__Written exercise__.
Answer these questions using the box office report below.
(a) What did Quantum Of Solace gross over its opening weekend in North America?
(b) Which three countries had the film not yet opened in?
(c) What weekend total did Role Models earn?

__Source document__.

>>>>>

SUNDAY AM UPDATE: Huge pre-sales added up to a franchise record shattering opening in North American for the new Bond film. That’s phenomenal, considering 007’s 46-year history. It made $27M on Friday and another $26.1M Saturday from 3,451 theaters. So MGM/Sony were thrilled that their costly Quantum Of Solace‘s weekend grosses totaled $70.4M in North America (including Sunday’s estimate of $17.3M). That far exceeds the $60M which Hollywood expected. It’s also blows away by 73% the $40.8M North American weekend debut of Daniel Craig’s James Bond in MGM/Sony’s Casino Royale (November 2006), and easily beats the $47.1M bow of Die Another Day (November 2002) that used to be the best ever. Quantum‘s success must be due to either pent-up demand for Hollywood’s holiday season product or Daniel Craig’s new-found popularity or both. Because the new Bond-as-Bourne’s reviews were dismal (only 35% positive from top critics on Rotten Tomatoes as opposed to 95% for its predecessor). But it appears this 22nd Bond’s delayed U.S. debut — three weeks after its October 31st bow in the UK and two weeks after most of the world — proved to be a savvy distribution and marketing move for the new pic. Even though U.S. Bond fans have been bitching and moaning all over the Internet that they didn’t want to wait so long to see the film, which so far has made a staggering $251M internationally from 73 territories, or $322M worldwide. The pic is over halfway towards Casino Royale‘s global $599.2M after coming off a $126.5M weekend overseas.
And it has yet to open in Japan, Australia and Spain.

Last weekend’s big No. 1 film Madascagar: Escape 2 Africa, produced by DreamWorks Animation and distributed by Paramount, was #2 with $8.1M Friday and $16.9M Saturday from 4,065 venues. That’s an impressive $36.1M weekend, down only 43% from a week ago because of crowded Saturday kiddie matinees, for a fresh new cume of $118M. The family fare soared over the $100M mark in just 10 days time. Universal’s surprisingly robust R-rated comedy Role Models held for No. 3 with only a 39% drop for an $11.7M weekend and a new $38.1M cume. At No. 4, Disney’s tween/teen hit among females High School Musical 3: Senior Year added another $5.8M weekend for a solid new cume of $84.3M. And Changeling, Universal’s Oscar-touted drama directed by Clint Eastwood and starring Angelina Jolie, came in No. 5. It earned an additional $4.2M for a fresh $27.6M cume.

<<<<<

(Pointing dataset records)
>>>>>

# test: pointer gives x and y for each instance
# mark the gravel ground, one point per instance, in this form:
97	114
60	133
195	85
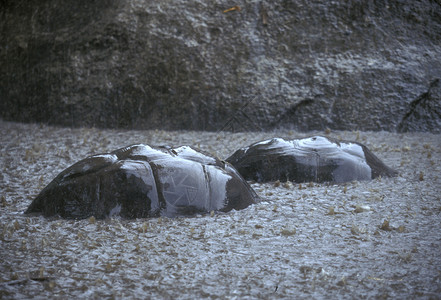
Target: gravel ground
356	240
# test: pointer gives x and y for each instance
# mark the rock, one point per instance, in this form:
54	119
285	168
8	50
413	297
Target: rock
424	113
313	159
304	65
140	181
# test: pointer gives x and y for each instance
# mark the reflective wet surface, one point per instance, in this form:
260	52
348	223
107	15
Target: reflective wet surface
378	238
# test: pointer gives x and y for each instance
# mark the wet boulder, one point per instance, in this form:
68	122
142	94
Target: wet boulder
140	181
312	159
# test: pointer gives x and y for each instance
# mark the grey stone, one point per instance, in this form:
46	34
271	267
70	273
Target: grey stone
351	65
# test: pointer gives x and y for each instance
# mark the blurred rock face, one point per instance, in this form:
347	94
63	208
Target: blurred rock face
189	65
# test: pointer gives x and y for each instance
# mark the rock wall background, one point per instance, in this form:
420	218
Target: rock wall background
177	64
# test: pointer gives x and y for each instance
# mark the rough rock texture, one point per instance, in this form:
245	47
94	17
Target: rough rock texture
188	65
140	181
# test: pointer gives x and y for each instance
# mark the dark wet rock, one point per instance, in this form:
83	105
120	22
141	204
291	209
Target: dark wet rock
140	181
313	159
353	65
424	113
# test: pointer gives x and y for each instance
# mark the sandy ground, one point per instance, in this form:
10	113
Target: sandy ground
361	239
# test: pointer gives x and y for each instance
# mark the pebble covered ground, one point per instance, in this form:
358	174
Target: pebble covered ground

<<<<<

__Response for this exercise__.
(a) $70.4M
(b) Japan, Australia and Spain
(c) $11.7M